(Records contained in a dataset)
------------------------------------------------------------------------

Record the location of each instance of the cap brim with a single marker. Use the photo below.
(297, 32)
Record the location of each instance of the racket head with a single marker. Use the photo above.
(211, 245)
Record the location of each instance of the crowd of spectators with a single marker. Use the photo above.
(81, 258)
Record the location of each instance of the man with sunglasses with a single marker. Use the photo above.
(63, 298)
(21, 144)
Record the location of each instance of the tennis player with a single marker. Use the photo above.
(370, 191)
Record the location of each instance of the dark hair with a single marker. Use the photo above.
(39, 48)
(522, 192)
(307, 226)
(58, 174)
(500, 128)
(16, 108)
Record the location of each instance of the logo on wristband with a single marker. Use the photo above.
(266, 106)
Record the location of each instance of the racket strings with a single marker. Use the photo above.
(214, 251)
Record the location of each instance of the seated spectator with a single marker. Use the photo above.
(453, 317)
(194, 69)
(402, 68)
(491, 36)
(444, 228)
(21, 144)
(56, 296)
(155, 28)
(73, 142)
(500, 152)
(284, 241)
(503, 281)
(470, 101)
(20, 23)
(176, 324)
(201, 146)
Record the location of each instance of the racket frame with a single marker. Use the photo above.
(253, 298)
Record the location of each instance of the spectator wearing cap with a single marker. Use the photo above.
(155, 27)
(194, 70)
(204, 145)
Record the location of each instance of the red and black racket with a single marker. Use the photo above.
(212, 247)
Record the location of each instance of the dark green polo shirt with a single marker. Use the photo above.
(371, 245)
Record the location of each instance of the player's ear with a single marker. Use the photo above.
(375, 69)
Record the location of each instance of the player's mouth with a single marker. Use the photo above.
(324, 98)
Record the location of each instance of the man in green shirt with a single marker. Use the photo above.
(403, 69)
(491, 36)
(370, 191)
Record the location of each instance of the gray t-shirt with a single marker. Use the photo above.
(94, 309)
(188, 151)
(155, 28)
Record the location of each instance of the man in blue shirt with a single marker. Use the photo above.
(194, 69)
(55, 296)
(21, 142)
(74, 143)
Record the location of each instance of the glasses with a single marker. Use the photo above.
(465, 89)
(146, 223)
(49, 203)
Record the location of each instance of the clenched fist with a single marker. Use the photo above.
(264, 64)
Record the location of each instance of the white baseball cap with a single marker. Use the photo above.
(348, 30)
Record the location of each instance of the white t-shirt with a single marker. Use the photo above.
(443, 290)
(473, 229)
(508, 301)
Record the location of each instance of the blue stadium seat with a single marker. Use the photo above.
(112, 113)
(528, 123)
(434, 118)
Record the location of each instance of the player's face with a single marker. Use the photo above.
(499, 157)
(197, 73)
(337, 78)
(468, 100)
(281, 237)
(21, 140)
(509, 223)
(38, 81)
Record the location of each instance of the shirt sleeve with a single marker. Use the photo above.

------------------------------------------------------------------------

**EXERCISE GOAL:** Write out the full set of records exactly as given.

**SOLUTION TO THE EXERCISE:**
Record the location of each instance of the cap brim with a single marker. Use the photo below.
(297, 32)
Record the location of each instance of the racket head with a single marker. Use the photo above.
(211, 245)
Record the location of each instance of the crowd of spectators with a single marker. Use the photo above.
(81, 258)
Record the location of each instance of the man with sunglasses with a single marker. Use the photo above.
(63, 298)
(21, 144)
Record the location of each instance of the tennis player with a single marker. Use the photo above.
(370, 191)
Record the location of each instance of the dark hair with a single marker. Use the photo above.
(39, 48)
(522, 192)
(307, 226)
(58, 174)
(500, 128)
(16, 108)
Record the location of each instance of the logo on wristband with a single marker. Use the photo above.
(266, 106)
Record the location of each instance of the racket strings with a single marker. Use the photo above.
(214, 251)
Record the location of each instance of the seated spectator with a single marker. Use the photo above.
(453, 317)
(194, 69)
(402, 68)
(491, 36)
(444, 228)
(21, 144)
(56, 296)
(155, 28)
(73, 142)
(500, 152)
(284, 241)
(503, 281)
(470, 101)
(20, 23)
(176, 324)
(201, 146)
Record the location of each instance of the racket frame with a single marker. Use the photo above.
(253, 298)
Record the location of each instance of the spectator wearing cap with a single marker. Use the photo above.
(155, 27)
(194, 70)
(204, 145)
Record the location of each instance of the red and black racket with a single marker. Use the photo above.
(212, 247)
Record the location of each instance of the dark green polo shirt with a single marker. Use the photo above.
(371, 245)
Record the location of each instance of the player's ear with a single marker. Use the photo above.
(375, 69)
Record the location of each instance of the player's mouth with a single marker. Use the photo above.
(324, 98)
Record the location of each instance of the man in green shirt with a single marker. Use the photo above.
(403, 69)
(491, 36)
(370, 191)
Record the location of each instance of the gray t-shirt with a single marker. Use the photo above.
(94, 309)
(188, 151)
(155, 28)
Record the location of each instance of the man in blue shirt with a single marker. Use the photo above.
(194, 69)
(55, 296)
(21, 142)
(74, 143)
Record the location of each instance of the glasses with a single marker. Use the photo above.
(465, 89)
(146, 223)
(49, 203)
Record the location of each instance of the clenched fist with a single marker. Use the photo above.
(264, 64)
Record the location of each instance of the white baseball cap with a single marker. Use the photo above.
(348, 30)
Record the location of each instance of the white t-shirt with a single marker. Use the photo above.
(443, 290)
(473, 229)
(508, 301)
Record the location of each instance of the blue stadium seat with a single marker. Use the photo above.
(112, 113)
(528, 123)
(434, 118)
Record the location of each instance of the player's face with a single marker. Use the photo above.
(499, 157)
(197, 73)
(337, 78)
(468, 100)
(281, 237)
(21, 140)
(509, 223)
(38, 81)
Record the location of each instance of the shirt sleeve with a single marker. Use the photo above.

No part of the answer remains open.